** Start INFORMATION PROVIDED **

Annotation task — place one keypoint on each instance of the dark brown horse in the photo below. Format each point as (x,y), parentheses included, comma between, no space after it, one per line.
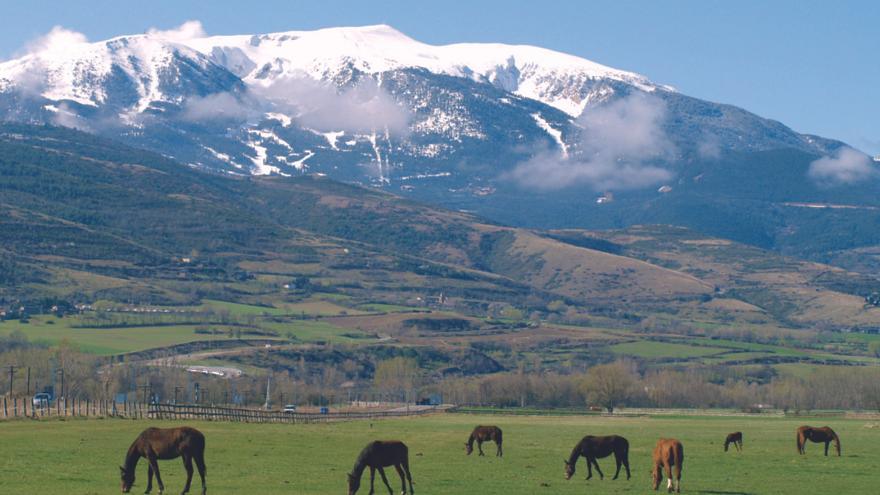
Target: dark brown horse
(668,456)
(377,455)
(817,435)
(484,434)
(154,444)
(734,438)
(593,448)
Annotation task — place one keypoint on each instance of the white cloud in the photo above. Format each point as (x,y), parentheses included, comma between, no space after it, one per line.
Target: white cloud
(847,166)
(64,116)
(185,32)
(616,144)
(218,106)
(58,38)
(362,108)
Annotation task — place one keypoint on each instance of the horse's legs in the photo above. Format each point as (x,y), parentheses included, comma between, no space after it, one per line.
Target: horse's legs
(385,480)
(200,465)
(408,475)
(669,478)
(149,478)
(678,477)
(155,466)
(187,464)
(596,463)
(402,479)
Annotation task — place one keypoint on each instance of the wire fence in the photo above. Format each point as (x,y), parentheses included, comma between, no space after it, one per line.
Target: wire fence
(22,408)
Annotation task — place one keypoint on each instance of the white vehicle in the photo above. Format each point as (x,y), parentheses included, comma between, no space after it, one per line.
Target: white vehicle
(42,400)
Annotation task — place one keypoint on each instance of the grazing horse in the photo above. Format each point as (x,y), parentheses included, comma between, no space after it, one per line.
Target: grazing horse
(165,443)
(817,435)
(593,448)
(377,455)
(668,455)
(734,438)
(484,434)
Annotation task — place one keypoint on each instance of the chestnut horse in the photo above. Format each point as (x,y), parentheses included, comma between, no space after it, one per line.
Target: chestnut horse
(593,448)
(817,435)
(669,456)
(734,438)
(165,443)
(377,455)
(484,434)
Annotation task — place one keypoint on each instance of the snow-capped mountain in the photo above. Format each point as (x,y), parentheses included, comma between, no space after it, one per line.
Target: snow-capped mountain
(489,127)
(563,81)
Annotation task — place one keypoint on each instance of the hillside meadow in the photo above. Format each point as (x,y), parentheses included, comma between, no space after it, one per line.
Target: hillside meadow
(81,456)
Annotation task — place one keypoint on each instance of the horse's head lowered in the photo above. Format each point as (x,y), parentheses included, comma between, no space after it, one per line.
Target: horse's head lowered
(127,479)
(354,483)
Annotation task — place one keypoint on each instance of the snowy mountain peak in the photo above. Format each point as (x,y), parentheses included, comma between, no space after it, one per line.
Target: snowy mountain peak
(126,71)
(564,81)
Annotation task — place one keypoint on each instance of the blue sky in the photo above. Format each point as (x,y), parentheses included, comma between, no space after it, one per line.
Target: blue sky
(813,65)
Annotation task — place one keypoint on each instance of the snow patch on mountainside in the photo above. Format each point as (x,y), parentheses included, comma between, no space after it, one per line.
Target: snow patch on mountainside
(554,133)
(555,78)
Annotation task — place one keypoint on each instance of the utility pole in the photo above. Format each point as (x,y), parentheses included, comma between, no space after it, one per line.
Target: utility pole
(268,381)
(11,377)
(145,387)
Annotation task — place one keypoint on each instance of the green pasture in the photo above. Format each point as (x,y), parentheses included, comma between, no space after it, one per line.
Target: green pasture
(81,456)
(105,341)
(654,350)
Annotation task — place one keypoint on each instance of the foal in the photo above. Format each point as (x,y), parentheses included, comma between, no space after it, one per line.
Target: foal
(734,438)
(377,455)
(668,455)
(593,448)
(156,443)
(484,434)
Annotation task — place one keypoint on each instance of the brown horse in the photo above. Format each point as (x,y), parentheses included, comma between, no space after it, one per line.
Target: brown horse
(817,435)
(377,455)
(593,448)
(484,434)
(154,444)
(734,438)
(668,455)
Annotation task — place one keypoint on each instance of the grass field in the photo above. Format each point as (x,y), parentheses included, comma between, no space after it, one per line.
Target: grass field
(81,456)
(105,341)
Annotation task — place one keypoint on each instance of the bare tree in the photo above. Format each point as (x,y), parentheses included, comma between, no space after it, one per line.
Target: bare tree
(610,385)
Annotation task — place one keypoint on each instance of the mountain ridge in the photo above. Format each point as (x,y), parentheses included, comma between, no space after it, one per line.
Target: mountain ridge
(457,137)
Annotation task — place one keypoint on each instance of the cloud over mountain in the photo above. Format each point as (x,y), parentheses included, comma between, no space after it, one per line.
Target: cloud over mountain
(847,166)
(616,145)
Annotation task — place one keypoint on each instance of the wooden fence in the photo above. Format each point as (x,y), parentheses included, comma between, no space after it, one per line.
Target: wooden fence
(23,408)
(20,407)
(214,413)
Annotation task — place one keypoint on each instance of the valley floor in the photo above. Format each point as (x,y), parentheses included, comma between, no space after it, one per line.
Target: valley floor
(81,456)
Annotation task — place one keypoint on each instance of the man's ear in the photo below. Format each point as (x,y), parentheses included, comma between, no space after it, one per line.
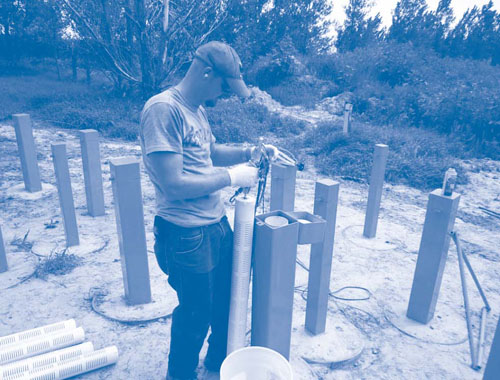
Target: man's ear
(207,71)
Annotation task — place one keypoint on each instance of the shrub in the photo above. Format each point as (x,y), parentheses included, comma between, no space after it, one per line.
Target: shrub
(417,157)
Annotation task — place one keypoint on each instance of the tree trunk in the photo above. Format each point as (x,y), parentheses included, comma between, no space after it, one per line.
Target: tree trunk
(145,56)
(74,62)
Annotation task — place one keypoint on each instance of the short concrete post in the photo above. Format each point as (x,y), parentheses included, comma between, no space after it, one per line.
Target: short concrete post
(492,371)
(275,252)
(283,187)
(27,152)
(432,254)
(65,193)
(126,183)
(3,254)
(91,159)
(318,288)
(347,118)
(375,191)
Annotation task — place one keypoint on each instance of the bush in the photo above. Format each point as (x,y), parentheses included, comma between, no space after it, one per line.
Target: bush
(235,122)
(402,85)
(417,157)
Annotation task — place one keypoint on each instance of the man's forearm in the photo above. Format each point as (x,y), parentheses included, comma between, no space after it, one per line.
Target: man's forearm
(191,186)
(223,155)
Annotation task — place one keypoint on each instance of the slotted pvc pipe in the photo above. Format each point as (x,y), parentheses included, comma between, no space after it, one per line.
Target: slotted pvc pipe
(41,345)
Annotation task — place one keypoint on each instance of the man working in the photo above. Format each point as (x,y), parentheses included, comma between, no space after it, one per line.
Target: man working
(193,240)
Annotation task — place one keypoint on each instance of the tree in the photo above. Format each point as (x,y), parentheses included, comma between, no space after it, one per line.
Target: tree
(144,42)
(358,30)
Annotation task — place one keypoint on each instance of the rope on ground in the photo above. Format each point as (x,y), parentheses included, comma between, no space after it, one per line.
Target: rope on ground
(96,293)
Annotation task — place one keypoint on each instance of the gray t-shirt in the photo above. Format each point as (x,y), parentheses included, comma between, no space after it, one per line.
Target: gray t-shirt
(170,124)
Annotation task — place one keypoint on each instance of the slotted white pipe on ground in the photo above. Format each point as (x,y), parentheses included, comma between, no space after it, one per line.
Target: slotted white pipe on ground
(41,345)
(242,257)
(27,335)
(85,363)
(35,362)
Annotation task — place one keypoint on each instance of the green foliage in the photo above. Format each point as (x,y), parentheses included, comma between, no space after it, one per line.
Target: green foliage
(70,105)
(402,85)
(417,157)
(235,122)
(358,29)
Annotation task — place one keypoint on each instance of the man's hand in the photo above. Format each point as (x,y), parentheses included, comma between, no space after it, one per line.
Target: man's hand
(271,151)
(243,175)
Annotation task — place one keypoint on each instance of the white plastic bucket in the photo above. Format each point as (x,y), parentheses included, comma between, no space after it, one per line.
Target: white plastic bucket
(255,363)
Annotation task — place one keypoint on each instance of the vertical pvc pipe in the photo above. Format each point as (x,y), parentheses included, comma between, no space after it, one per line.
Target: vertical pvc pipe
(91,159)
(318,288)
(347,118)
(240,283)
(275,252)
(432,254)
(283,187)
(65,193)
(492,371)
(126,183)
(3,254)
(375,191)
(27,152)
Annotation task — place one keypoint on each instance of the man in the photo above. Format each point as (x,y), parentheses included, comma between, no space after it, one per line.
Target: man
(193,240)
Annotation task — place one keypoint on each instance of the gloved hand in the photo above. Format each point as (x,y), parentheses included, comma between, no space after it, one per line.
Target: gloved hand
(271,151)
(243,175)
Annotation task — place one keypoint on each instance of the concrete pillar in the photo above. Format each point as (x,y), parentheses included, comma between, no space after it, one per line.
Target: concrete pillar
(283,187)
(127,194)
(325,205)
(375,191)
(347,118)
(275,252)
(432,254)
(91,159)
(3,254)
(492,371)
(27,152)
(65,193)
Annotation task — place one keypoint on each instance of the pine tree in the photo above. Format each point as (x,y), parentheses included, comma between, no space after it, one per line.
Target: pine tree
(358,30)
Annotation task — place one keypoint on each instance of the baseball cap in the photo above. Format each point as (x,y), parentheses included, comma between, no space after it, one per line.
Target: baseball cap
(225,61)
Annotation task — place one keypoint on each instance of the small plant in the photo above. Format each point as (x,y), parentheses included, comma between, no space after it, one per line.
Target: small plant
(22,244)
(57,264)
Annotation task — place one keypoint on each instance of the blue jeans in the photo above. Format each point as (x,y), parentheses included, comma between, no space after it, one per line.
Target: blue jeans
(198,262)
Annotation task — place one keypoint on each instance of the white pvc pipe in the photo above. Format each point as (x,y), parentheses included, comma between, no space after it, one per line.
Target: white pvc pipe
(39,361)
(242,256)
(41,345)
(36,333)
(86,363)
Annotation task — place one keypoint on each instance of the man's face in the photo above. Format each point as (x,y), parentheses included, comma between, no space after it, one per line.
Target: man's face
(219,89)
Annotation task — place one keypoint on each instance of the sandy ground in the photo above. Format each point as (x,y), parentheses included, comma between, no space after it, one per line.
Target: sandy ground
(369,331)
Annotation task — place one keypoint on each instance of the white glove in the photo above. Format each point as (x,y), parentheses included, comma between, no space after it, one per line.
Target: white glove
(271,150)
(243,175)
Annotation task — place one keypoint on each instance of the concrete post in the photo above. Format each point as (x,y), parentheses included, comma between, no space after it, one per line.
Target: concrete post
(275,252)
(283,187)
(432,254)
(318,288)
(65,193)
(27,152)
(375,191)
(126,183)
(492,371)
(91,159)
(3,254)
(347,118)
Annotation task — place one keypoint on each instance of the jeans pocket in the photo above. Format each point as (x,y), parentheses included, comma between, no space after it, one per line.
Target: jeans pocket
(189,241)
(160,249)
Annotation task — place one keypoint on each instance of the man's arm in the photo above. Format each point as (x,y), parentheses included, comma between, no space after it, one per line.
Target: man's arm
(179,185)
(223,155)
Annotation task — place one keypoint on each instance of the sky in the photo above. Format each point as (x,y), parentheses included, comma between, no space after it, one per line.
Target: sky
(385,8)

** End INFORMATION PROVIDED **

WRITTEN INSTRUCTION: Only the lines from the one containing "of the jeans" to the end of the data should be printed, exactly as they stand.

ANSWER TO THIS TASK:
Annotation task — place one keypoint on each instance of the jeans pocket in the photo above. Format each point as (x,y), parentheses included, comma between, no space after it, one per line.
Target: jeans pocket
(189,241)
(160,249)
Annotation task — place one keypoint on each instance of the man's arm in the photo above. Format each point as (x,y), parentheses included, comma between, no space after it, one per line.
Target: man's arm
(179,185)
(223,155)
Annotation task — place one keypoint on each instance of the sky in the photo above. Format each point as (x,y), parentheses included, comma between, no space after it, one per line.
Target: sky
(385,8)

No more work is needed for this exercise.